Work order
Below are some records; print every one of them exactly.

Natural language region descriptions
=== Begin Enclosure ===

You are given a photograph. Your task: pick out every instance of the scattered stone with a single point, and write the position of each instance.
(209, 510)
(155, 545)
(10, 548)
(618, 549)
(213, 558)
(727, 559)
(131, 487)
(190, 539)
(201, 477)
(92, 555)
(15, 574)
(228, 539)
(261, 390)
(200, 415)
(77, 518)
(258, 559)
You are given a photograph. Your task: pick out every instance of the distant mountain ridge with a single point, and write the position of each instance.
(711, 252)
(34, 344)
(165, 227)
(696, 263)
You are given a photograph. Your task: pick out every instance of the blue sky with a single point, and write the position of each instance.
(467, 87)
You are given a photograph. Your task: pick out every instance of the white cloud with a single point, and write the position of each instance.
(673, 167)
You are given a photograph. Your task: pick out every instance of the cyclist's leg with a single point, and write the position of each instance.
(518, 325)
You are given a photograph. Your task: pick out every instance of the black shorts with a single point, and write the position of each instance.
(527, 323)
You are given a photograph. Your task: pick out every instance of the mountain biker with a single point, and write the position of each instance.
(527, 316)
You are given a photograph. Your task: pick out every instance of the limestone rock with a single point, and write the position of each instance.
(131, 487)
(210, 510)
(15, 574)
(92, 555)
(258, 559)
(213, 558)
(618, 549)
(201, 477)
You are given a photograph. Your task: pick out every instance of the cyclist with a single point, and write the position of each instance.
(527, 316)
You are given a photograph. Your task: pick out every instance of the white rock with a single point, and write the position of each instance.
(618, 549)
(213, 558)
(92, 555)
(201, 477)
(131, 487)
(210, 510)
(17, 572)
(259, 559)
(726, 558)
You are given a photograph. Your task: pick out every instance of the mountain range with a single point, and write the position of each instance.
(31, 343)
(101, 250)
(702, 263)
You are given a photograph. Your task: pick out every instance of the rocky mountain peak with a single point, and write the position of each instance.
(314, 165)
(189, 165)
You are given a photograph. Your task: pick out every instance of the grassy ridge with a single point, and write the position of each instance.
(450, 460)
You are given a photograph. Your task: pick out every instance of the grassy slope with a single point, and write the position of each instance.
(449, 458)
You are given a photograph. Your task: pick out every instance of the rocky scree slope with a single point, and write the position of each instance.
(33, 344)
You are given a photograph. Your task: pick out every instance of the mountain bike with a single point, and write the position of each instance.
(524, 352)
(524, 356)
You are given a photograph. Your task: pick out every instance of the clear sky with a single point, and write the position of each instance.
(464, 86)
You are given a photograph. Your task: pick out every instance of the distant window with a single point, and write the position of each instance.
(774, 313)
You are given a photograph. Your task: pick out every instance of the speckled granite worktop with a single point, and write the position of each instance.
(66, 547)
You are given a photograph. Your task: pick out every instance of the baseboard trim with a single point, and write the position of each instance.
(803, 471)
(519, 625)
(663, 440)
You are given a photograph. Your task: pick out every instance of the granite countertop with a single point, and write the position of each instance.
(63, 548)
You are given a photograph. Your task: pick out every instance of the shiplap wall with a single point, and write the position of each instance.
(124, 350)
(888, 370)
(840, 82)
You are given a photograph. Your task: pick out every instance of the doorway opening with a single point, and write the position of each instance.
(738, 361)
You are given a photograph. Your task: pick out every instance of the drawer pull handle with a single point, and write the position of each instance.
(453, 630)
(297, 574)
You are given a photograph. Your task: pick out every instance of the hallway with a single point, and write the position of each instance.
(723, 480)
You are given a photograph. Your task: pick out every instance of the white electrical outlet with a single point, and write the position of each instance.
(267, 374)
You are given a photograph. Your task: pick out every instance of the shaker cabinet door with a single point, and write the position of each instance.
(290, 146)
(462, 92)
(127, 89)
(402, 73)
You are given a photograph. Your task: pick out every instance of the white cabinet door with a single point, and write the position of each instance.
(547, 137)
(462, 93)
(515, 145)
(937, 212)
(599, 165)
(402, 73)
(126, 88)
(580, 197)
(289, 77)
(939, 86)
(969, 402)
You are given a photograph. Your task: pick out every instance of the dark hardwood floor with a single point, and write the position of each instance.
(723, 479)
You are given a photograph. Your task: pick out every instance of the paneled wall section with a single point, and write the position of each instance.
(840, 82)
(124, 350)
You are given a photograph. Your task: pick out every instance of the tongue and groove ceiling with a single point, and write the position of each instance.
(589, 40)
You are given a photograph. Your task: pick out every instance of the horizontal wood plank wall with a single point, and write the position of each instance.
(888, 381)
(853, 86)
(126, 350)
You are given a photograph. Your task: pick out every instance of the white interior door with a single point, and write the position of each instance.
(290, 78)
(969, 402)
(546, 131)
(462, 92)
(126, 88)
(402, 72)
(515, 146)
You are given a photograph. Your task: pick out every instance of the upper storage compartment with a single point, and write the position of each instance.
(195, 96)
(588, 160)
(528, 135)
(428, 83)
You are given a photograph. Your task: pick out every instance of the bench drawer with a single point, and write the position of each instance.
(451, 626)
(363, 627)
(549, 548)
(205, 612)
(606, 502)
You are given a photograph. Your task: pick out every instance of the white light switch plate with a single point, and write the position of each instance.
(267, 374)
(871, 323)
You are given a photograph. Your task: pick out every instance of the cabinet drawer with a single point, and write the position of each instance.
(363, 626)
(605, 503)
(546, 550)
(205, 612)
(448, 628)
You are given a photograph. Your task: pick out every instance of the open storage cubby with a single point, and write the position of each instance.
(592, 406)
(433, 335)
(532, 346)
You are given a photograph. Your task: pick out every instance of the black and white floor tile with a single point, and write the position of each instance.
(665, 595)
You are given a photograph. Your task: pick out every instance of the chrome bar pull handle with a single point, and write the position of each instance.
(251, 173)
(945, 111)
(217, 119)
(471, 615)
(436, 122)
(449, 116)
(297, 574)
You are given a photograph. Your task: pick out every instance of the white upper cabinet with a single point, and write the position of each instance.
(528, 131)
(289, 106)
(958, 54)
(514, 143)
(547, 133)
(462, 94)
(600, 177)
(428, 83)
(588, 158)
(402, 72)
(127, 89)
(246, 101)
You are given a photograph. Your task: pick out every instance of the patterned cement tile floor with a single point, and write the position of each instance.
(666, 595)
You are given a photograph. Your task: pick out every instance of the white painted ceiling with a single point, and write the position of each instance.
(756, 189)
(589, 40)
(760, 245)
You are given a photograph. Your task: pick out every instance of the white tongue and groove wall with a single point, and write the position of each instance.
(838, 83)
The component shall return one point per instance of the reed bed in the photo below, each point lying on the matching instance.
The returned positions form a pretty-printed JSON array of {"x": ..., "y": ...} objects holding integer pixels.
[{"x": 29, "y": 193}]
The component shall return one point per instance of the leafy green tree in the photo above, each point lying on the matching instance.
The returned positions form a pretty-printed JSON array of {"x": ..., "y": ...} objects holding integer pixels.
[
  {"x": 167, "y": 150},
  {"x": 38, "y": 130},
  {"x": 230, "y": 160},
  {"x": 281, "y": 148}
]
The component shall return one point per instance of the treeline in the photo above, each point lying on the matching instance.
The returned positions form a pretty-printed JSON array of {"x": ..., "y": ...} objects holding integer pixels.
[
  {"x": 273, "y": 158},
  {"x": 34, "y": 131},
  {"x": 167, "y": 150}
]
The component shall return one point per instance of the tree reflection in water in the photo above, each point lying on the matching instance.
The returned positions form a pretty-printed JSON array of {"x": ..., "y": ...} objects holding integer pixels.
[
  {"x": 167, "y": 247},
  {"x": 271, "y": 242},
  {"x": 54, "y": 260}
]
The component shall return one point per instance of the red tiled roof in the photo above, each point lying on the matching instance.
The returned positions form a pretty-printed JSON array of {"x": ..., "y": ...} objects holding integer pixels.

=== End Enclosure ===

Solution to the problem
You are given a photograph. Your task: pick out every instance of the scattered stone with a single point, and write the position of each instance.
(209, 510)
(155, 545)
(10, 548)
(618, 549)
(213, 558)
(727, 559)
(131, 487)
(190, 539)
(201, 477)
(92, 555)
(15, 574)
(228, 539)
(261, 390)
(200, 415)
(77, 518)
(258, 559)
You are given a photograph. Your task: pick out every instance of the distant mountain ridge with a single point, and write the position of each instance.
(711, 252)
(34, 344)
(165, 227)
(696, 263)
You are given a photograph. Your task: pick out every instance of the blue sky with a single point, and write the position of each instance.
(467, 87)
You are given a photograph. Your task: pick out every instance of the white cloud with a single point, and write the position of each instance.
(673, 167)
You are given a photograph. Your task: pick out every instance of the cyclist's leg with a single point, and write the position of each instance.
(518, 325)
You are given a photograph. Your task: pick out every instance of the black shorts with a single point, and write the position of each instance.
(527, 323)
You are given a photograph. Your task: pick out every instance of the mountain biker with a single point, and write the position of each instance.
(527, 316)
You are given a photograph. Your task: pick out every instance of the limestone rock with a single point, and write the position of each instance.
(131, 487)
(210, 510)
(15, 574)
(92, 555)
(258, 559)
(213, 558)
(618, 549)
(201, 477)
You are given a photograph. Your task: pick out every instance of the cyclist with a single point, and write the position of each instance.
(527, 316)
You are given a photograph. Your task: pick out every instance of the white rock with a single point, and write the position of each instance.
(618, 549)
(213, 558)
(92, 555)
(201, 477)
(131, 487)
(210, 510)
(17, 572)
(259, 559)
(726, 558)
You are given a photograph. Your task: pick out every instance of the mountain range with a single point, and write the position of each instance.
(31, 343)
(101, 250)
(702, 263)
You are given a photograph. Your task: pick out every instance of the rocky mountain peak with a single point, and write the position of each instance.
(314, 165)
(189, 165)
You are given a photograph. Your task: pick out every instance of the grassy ridge with a single point, and write the position of each instance.
(450, 460)
You are given a photograph. Your task: pick out every instance of the grassy slope with a single point, and write the position of each instance.
(449, 458)
You are given a photograph. Your task: pick out every instance of the rocky scree slope with a single point, and write the position of each instance.
(33, 344)
You are given a photograph. Your task: pick out every instance of the mountain bike with a single point, and write the position of each instance.
(524, 352)
(524, 356)
You are given a photograph. Your task: pick out every instance of the clear sky with a single point, and write the position of each instance.
(464, 86)
You are given a photograph. Your task: pick out every instance of the distant window with a single point, and write the position of each instance.
(774, 313)
You are given a photograph. Your task: pick out every instance of the speckled granite worktop with a single point, and write the position of each instance.
(66, 547)
You are given a photograph. Your task: pick out every instance of the baseboard trim with a single point, and write the position of each instance.
(803, 471)
(519, 625)
(663, 440)
You are given a photograph. Your task: pick out every instance of the granite countertop with a single point, and write the position of each instance.
(63, 548)
You are given a photograph. Your task: pick out every instance of the shiplap wall with a single point, and write the position of each instance.
(124, 350)
(888, 370)
(840, 82)
You are given a photograph. Your task: pick out every instance of the doorway opening with a single point, and write the position of each instance.
(738, 361)
You are given a photograph. Your task: pick out every instance of the drawer pull handle with a single point, and write the position of each instance.
(453, 630)
(297, 574)
You are given a photograph. Your task: pick out every instance of the hallway with a single point, and write the position of each instance.
(723, 480)
You are given a photograph. Your task: pick out every instance of the white electrical outlet with a single point, and write the position of each instance.
(267, 374)
You are given a photograph. Your task: pick out every instance of the shaker cabinet door with a single point, and write the position of each instance.
(290, 146)
(462, 92)
(127, 89)
(402, 73)
You are given a photograph. Your task: pick out every instance of the white cabinet door with a single point, and write the position of each instance.
(547, 137)
(462, 93)
(515, 145)
(937, 212)
(599, 165)
(402, 73)
(126, 88)
(580, 197)
(289, 77)
(939, 86)
(969, 402)
You are given a photograph. Your task: pick out every instance of the dark hardwood floor with a single point, and write the position of each instance.
(723, 479)
You are given a photograph. Your task: pick out every instance of the paneled wall section with a single point, and write the position of each instance.
(840, 82)
(124, 350)
You are given a photograph. Your task: pick out every instance of the tongue and groove ceiling with a single point, and write the position of each instance.
(589, 40)
You are given a photograph. Your task: pick out every instance of the horizontal wood plank wall with a single point, and write the position of each instance.
(888, 381)
(853, 86)
(126, 350)
You are given a photograph. Your task: pick out every instance of the white interior door with a single point, and write the position of each instance.
(290, 78)
(969, 402)
(546, 131)
(462, 92)
(126, 88)
(402, 72)
(515, 146)
You are given a photograph. Your task: pick out every instance of the upper storage compartment with a single point, and write the position of each instance.
(195, 96)
(588, 160)
(528, 135)
(428, 83)
You are given a photograph. Your task: pick out every instance of the bench drawer with a single point, and write the position of each instance.
(451, 626)
(363, 627)
(549, 548)
(205, 612)
(606, 502)
You are given a photograph. Your task: pick out every instance of the white light switch plate with a single point, and write the position of each instance.
(267, 374)
(871, 323)
You are given a photograph. Your task: pick out every instance of the cabinet drawer with a single point, and write the position of each instance.
(363, 626)
(605, 503)
(546, 550)
(205, 612)
(448, 628)
You are given a photograph. Your task: pick out every instance of the open storage cubby with a single point, and write the position of each instance.
(592, 406)
(433, 335)
(532, 346)
You are given a photograph. Your task: pick out every instance of the black and white floor tile with a single point, and write the position of each instance.
(665, 595)
You are given a photograph. Your task: pick out every instance of the chrome bar pull handle with a single point, and write the position of each instance.
(251, 173)
(945, 111)
(217, 119)
(471, 615)
(436, 122)
(449, 116)
(297, 574)
You are given a photograph. Your task: pick out every instance of the white upper cabinet with a single point, and write the position of each instance.
(528, 131)
(289, 106)
(958, 54)
(514, 143)
(547, 133)
(462, 94)
(600, 177)
(428, 83)
(588, 158)
(402, 72)
(127, 89)
(246, 101)
You are given a photograph. Your task: pick out every instance of the patterned cement tile floor with a single point, and write the position of each instance.
(666, 595)
You are given a photograph. Your task: pick out every instance of the white painted ceiling with a single point, and write the position of each instance.
(756, 189)
(589, 40)
(760, 245)
You are given a photograph. Your task: pick out every instance of the white tongue and groove wall with a single point, and write the position of each instance.
(838, 83)
The component shall return one point per instance of the reed bed in the photo below, each point lying on the matching instance.
The returned positions form a pretty-printed JSON array of {"x": ..., "y": ...} objects holding integer pixels.
[{"x": 29, "y": 193}]
The component shall return one point per instance of the leafy green tree in the photo above, each point lying on the matching instance.
The returned positions form a pretty-printed JSON array of {"x": ..., "y": ...} objects holding integer pixels.
[
  {"x": 167, "y": 150},
  {"x": 38, "y": 130},
  {"x": 230, "y": 160},
  {"x": 281, "y": 148}
]
The component shall return one point per instance of the treeline in the photo above, each point lying on the matching instance.
The returned positions form a pretty-printed JSON array of {"x": ..., "y": ...} objects holding integer pixels.
[
  {"x": 273, "y": 158},
  {"x": 34, "y": 131},
  {"x": 167, "y": 150}
]
The component shall return one point per instance of the tree reflection in water in the photo above, each point lying on the matching instance.
The returned positions form a pretty-printed JSON array of {"x": ..., "y": ...} objects holding integer pixels.
[
  {"x": 167, "y": 247},
  {"x": 271, "y": 242},
  {"x": 54, "y": 260}
]
The component shall return one point per instance of the red tiled roof in the photo above, each point lying on the matching instance.
The returned positions form a pretty-printed JSON array of {"x": ..., "y": ...} objects holding integer pixels.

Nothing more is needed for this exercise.